[Natural language region descriptions]
- - -

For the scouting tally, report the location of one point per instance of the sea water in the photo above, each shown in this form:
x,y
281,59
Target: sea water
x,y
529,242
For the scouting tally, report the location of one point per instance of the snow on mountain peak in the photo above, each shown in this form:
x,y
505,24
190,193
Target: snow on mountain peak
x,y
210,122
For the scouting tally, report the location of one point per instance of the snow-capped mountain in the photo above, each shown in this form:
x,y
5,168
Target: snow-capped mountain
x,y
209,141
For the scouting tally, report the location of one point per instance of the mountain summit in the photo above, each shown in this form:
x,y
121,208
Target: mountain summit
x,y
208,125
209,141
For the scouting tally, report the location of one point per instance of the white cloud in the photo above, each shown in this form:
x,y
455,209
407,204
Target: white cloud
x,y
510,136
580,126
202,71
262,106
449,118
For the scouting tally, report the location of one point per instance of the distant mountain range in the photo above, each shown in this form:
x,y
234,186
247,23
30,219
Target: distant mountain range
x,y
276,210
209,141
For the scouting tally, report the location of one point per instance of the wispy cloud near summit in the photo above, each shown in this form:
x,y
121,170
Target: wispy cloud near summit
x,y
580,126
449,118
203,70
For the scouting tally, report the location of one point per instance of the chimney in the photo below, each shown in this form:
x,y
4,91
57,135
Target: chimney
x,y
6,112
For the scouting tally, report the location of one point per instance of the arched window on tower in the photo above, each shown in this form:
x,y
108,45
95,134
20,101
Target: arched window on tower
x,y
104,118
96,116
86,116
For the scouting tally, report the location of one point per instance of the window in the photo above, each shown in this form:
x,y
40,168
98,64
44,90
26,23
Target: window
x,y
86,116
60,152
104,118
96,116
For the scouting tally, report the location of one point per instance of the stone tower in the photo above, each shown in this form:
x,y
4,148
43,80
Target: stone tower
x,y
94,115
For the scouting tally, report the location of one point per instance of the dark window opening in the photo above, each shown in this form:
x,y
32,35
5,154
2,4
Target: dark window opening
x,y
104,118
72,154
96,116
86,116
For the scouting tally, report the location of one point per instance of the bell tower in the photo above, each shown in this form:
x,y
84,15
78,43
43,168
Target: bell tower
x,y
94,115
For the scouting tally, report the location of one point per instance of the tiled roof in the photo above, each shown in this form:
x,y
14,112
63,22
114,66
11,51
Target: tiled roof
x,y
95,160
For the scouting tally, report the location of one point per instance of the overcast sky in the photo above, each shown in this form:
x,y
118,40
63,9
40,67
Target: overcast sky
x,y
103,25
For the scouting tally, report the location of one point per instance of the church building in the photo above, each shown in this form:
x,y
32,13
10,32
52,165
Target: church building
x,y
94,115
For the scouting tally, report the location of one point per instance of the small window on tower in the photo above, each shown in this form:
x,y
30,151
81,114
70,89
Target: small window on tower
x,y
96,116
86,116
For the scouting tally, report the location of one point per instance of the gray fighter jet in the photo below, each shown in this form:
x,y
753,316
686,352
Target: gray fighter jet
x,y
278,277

- - -

DESCRIPTION OF THE TASK -> Reproduce each entry above character for character.

SOLVED EXERCISE ->
For the scouting tally, report the location of one point per instance of the sea water in the photo above, each shown in this form:
x,y
281,59
Target: sea water
x,y
529,242
For the scouting tally, report the location of one point per instance of the snow on mountain peak in the photo above, each shown in this form:
x,y
505,24
190,193
Target: snow on mountain peak
x,y
210,122
For the scouting tally, report the location of one point per instance of the snow-capped mountain in the photo above, each shown in this form:
x,y
5,168
Target: snow-capped mountain
x,y
209,141
For the scouting tally, report the location of one point per instance of the mountain summit in the photo above, each shown in this form:
x,y
121,208
Target: mountain summit
x,y
208,125
209,141
For the scouting tally, report the location of one point per instance of the white cloud in the photo above, each shown in this form:
x,y
455,209
407,204
Target: white cloud
x,y
510,136
580,126
202,71
262,106
449,118
For the scouting tally, report the location of one point per instance of the distant mountain range in the photo above, each shown in this form:
x,y
234,186
247,23
30,219
Target: distant mountain range
x,y
276,210
209,141
For the scouting tally, report the location of one point per instance of the wispy cloud near summit in the photo above, each shown in this form:
x,y
121,170
Target: wispy cloud near summit
x,y
580,126
449,118
203,70
For the scouting tally, report the location of one point per instance of the chimney in the photo below, each shown in this form:
x,y
4,91
57,135
Target: chimney
x,y
6,112
For the scouting tally, report the location of one point per instance of the arched window on tower in the photo above, each shown in this form:
x,y
108,45
95,134
20,101
Target: arched window on tower
x,y
104,118
96,116
86,116
For the scouting tally, report the location of one point per instance of the window in the photo above, each shown in this form:
x,y
40,168
98,64
44,90
26,23
Target: window
x,y
86,116
60,152
104,118
96,116
For the scouting tally, report the location of one point per instance of the stone tower in the photo above, each shown in this form:
x,y
4,148
43,80
Target: stone tower
x,y
94,115
For the scouting tally, report the location of one point per instance of the dark window opening in the photo above, each shown in this form:
x,y
32,35
5,154
2,4
Target: dark window opening
x,y
104,118
72,154
96,116
86,116
For the scouting tally, report the location of one point per instance of the bell tower in the photo above, each shown in this form:
x,y
84,15
78,43
43,168
Target: bell tower
x,y
94,115
For the scouting tally, report the location of one point per instance of the tiled roof in the photo above, each shown in this form:
x,y
14,112
63,22
114,66
11,51
Target: tiled roof
x,y
95,160
For the scouting tally, report the location of one point per instance of the overcast sky in the photo above, each shown in this form:
x,y
118,40
63,9
40,67
Target: overcast sky
x,y
103,25
For the scouting tally, report the location of one point per instance of the church building in the photo above, each shown in this form:
x,y
32,13
10,32
52,165
Target: church building
x,y
94,115
For the scouting tally, report the location of one point per instance of the small window on tower in the photo above, each shown in this form:
x,y
30,151
81,114
70,89
Target: small window on tower
x,y
96,116
86,116
For the scouting tally, report the location of one point per instance of the gray fighter jet in the photo below, each shown in this form:
x,y
753,316
686,352
Target: gray fighter jet
x,y
278,277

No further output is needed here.